◆ ZADANIE DO WYKONANIA A
Zwróć słowo w słowo cały poniższy tekst o eksploracji opuszczonych miejsc.

◆ FRAGMENT TEKSTU
╭──

MÓJ PUNKT WIDZENIA
Przede wszystkim jeżeli zostałeś zachęcony do eksploracji oglądając wcześniej filmy ,,słynnych eksploratorów” nakręcających się wzajemnie na YouTube i chcesz robić to samo, to zdecydowanie ta strona nie jest dla Ciebie. Nie obraź się, ale dla mnie eksploracja opuszczonych miejsc – to nie jest gonitwa za miejscami, sztuczne nakręcanie widzów ,,nawiedzonymi motywami” po to by, zwiększyć zasięgi i nałapać więcej subskrybcji, a potem czerpać z tego korzyści na patronite. Tutaj głównie skupiamy się na fotografii i wyciąganiem przy jej pomocy piękna tych miejsc. Stale doskonalimy się przy tym i rozwijamy swoje umiejętności. I to jest dokładnie to … za każdym razem, jest to podróż do historii minionych dni! Szerokie rozpowszechnianie filmów o tematyce opuszczonych miejsc na kanale YT na przestrzeni zaledwie kilku lat przyczyniło się do wzrostu popularności tego hobby. Co chwile powstają nowe kanały, fanpage itp. Zbyt duży rozgłos tej pasji zdecydowanie jej nie służy. Dodatkowo wielu zakłada sobie konta na patronite i prosi swoich widzów (fanów) o wsparcie finansowe, by móc realizować swoją pasję. Ja mam do tego zupełnie inne podejście. Chcesz realizować swoją pasję? To na nią najpierw zarób sam.

╰──

◆ DANE WEJŚCIOWE
╭──

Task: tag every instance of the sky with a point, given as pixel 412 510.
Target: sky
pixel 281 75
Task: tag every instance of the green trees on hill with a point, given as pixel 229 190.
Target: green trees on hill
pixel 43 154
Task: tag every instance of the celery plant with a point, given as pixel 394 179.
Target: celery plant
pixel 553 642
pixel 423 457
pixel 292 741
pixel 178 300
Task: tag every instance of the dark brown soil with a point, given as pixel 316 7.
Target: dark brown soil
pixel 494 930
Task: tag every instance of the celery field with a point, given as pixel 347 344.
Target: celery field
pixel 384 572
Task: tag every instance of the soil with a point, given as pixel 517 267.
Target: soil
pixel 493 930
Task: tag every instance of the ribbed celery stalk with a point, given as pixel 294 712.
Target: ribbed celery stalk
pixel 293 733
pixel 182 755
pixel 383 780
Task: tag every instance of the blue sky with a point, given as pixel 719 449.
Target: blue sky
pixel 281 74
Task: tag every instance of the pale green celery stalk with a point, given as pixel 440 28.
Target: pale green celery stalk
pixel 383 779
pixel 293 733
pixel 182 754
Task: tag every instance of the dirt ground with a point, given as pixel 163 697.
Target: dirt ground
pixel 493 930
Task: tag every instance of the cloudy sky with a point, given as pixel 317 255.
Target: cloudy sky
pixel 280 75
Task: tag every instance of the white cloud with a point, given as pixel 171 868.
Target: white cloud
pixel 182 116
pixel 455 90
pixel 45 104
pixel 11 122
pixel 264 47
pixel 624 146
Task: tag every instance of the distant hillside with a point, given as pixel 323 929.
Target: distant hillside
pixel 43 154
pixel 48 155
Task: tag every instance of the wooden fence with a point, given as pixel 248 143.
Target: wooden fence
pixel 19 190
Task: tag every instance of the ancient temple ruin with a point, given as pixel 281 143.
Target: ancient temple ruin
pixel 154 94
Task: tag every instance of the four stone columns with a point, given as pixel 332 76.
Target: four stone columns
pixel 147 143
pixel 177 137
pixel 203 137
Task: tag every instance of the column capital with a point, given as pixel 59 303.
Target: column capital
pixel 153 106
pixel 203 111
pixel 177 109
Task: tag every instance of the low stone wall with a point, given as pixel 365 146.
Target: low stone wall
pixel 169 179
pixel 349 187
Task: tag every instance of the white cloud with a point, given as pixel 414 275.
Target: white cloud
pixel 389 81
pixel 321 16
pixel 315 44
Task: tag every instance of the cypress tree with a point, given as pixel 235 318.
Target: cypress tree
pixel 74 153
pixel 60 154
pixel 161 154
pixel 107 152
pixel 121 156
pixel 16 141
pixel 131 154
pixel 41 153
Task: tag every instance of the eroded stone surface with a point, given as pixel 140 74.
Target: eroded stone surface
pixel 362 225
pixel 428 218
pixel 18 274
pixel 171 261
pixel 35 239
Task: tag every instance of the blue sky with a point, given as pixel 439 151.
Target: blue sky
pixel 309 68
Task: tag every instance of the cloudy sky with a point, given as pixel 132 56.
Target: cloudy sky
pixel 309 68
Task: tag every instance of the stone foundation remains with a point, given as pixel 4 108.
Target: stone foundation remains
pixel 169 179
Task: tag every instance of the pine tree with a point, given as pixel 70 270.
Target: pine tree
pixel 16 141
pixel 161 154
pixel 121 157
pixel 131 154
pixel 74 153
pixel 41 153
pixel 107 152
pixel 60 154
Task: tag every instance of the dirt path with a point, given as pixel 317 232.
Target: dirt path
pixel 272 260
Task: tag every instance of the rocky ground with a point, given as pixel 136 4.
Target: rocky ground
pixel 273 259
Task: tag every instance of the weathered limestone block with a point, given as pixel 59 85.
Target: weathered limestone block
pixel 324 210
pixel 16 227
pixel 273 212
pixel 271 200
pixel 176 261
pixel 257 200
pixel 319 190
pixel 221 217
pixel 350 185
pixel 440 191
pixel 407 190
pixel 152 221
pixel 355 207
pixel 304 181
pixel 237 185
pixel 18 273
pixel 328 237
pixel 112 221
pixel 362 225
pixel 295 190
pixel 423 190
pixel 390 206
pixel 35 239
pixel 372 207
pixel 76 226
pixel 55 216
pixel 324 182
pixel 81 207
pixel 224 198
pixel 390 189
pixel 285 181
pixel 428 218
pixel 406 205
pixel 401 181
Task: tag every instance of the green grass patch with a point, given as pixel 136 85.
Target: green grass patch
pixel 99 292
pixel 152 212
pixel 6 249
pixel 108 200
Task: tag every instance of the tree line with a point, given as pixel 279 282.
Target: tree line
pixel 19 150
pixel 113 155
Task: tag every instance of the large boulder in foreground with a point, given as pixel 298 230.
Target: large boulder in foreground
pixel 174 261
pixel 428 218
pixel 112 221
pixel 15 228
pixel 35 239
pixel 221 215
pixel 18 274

╰──

◆ ZADANIE DO WYKONANIA B
Przepisz wiernie z rekordów tylko wiersze od tego, w którym jest „Task: tag every instance of the ribbed”, aż do tego, w którym jest „pixel 349 187”, łącznie z nim.

◆ WYNIK A
MÓJ PUNKT WIDZENIA
Przede wszystkim jeżeli zostałeś zachęcony do eksploracji oglądając wcześniej filmy ,,słynnych eksploratorów” nakręcających się wzajemnie na YouTube i chcesz robić to samo, to zdecydowanie ta strona nie jest dla Ciebie. Nie obraź się, ale dla mnie eksploracja opuszczonych miejsc – to nie jest gonitwa za miejscami, sztuczne nakręcanie widzów ,,nawiedzonymi motywami” po to by, zwiększyć zasięgi i nałapać więcej subskrybcji, a potem czerpać z tego korzyści na patronite. Tutaj głównie skupiamy się na fotografii i wyciąganiem przy jej pomocy piękna tych miejsc. Stale doskonalimy się przy tym i rozwijamy swoje umiejętności. I to jest dokładnie to … za każdym razem, jest to podróż do historii minionych dni! Szerokie rozpowszechnianie filmów o tematyce opuszczonych miejsc na kanale YT na przestrzeni zaledwie kilku lat przyczyniło się do wzrostu popularności tego hobby. Co chwile powstają nowe kanały, fanpage itp. Zbyt duży rozgłos tej pasji zdecydowanie jej nie służy. Dodatkowo wielu zakłada sobie konta na patronite i prosi swoich widzów (fanów) o wsparcie finansowe, by móc realizować swoją pasję. Ja mam do tego zupełnie inne podejście. Chcesz realizować swoją pasję? To na nią najpierw zarób sam.

◆ WYNIK B
Task: tag every instance of the ribbed celery stalk with a point, given as pixel 294 712.
Target: ribbed celery stalk
pixel 293 733
pixel 182 755
pixel 383 780
Task: tag every instance of the blue sky with a point, given as pixel 719 449.
Target: blue sky
pixel 281 74
Task: tag every instance of the pale green celery stalk with a point, given as pixel 440 28.
Target: pale green celery stalk
pixel 383 779
pixel 293 733
pixel 182 754
Task: tag every instance of the dirt ground with a point, given as pixel 163 697.
Target: dirt ground
pixel 493 930
Task: tag every instance of the cloudy sky with a point, given as pixel 317 255.
Target: cloudy sky
pixel 280 75
Task: tag every instance of the white cloud with a point, given as pixel 171 868.
Target: white cloud
pixel 182 116
pixel 455 90
pixel 45 104
pixel 11 122
pixel 264 47
pixel 624 146
Task: tag every instance of the distant hillside with a point, given as pixel 323 929.
Target: distant hillside
pixel 43 154
pixel 48 155
Task: tag every instance of the wooden fence with a point, given as pixel 248 143.
Target: wooden fence
pixel 19 190
Task: tag every instance of the ancient temple ruin with a point, given as pixel 281 143.
Target: ancient temple ruin
pixel 154 94
Task: tag every instance of the four stone columns with a point, given as pixel 332 76.
Target: four stone columns
pixel 147 143
pixel 177 137
pixel 203 137
Task: tag every instance of the column capital with a point, given as pixel 59 303.
Target: column capital
pixel 153 106
pixel 203 111
pixel 177 109
Task: tag every instance of the low stone wall with a point, given as pixel 365 146.
Target: low stone wall
pixel 169 179
pixel 349 187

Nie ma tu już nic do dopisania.